• STATED PROBLEM: Copy the rows between the one holding "I'm looking for the window" and the one holding "[91,112,131,141]", inclusive, and give only those. Keep the requests as they are, but scale every bounding-box coordinate in the answers by 1.15, rounding to whole numbers with halves rounded up.

• DATA IN THIS EXERCISE:
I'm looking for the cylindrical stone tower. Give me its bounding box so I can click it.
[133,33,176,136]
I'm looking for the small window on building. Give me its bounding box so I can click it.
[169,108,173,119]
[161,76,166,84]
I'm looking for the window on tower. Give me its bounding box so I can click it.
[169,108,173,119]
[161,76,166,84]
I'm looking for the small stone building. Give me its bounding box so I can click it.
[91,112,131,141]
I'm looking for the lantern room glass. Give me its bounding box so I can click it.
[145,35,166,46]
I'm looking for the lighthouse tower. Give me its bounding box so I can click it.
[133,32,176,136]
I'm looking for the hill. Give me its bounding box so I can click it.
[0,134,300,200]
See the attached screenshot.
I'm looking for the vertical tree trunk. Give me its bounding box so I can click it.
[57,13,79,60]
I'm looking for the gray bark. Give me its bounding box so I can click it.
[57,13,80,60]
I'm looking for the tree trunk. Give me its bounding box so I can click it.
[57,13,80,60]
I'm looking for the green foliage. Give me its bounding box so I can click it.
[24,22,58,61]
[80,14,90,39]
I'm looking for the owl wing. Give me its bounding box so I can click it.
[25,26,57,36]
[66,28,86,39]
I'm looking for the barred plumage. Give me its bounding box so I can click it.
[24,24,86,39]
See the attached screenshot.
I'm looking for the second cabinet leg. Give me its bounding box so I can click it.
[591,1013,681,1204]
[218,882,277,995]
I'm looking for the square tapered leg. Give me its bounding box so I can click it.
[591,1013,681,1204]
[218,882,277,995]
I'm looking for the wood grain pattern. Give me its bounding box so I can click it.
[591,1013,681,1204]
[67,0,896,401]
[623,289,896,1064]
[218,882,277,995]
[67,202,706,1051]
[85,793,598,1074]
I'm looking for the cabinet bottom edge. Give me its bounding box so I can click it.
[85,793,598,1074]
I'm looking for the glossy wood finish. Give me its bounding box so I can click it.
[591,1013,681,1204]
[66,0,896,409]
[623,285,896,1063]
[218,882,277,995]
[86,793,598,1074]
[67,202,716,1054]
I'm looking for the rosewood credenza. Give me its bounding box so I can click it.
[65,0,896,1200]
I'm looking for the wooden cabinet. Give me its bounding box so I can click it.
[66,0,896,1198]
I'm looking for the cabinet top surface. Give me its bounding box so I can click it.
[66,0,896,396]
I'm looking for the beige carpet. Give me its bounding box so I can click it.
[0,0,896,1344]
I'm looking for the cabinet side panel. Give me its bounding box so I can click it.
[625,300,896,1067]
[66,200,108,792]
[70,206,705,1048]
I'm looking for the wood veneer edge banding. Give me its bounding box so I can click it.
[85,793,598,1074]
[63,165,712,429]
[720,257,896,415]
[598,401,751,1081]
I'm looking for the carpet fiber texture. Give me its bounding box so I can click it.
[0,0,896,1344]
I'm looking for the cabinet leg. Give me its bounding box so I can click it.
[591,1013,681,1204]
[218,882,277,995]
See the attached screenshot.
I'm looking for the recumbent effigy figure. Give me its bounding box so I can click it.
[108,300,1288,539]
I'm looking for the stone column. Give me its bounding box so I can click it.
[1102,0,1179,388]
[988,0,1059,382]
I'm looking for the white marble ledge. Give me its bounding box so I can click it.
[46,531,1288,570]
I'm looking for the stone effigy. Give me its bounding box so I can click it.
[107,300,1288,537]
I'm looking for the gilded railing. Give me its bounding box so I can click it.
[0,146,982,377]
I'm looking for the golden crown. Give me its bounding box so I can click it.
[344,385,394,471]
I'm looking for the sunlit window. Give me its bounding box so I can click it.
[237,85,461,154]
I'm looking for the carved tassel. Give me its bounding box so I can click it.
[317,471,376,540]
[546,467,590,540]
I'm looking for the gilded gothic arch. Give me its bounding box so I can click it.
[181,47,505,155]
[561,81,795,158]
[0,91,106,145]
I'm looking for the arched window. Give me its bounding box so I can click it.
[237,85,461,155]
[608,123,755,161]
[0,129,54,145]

• EXPECTED ANSWER:
I'm looking for the window on tower. Give me its bounding box so I can click it.
[194,124,199,137]
[185,87,191,97]
I'm looking for the small stone building. Give me its bounding box so I can click it.
[105,129,151,162]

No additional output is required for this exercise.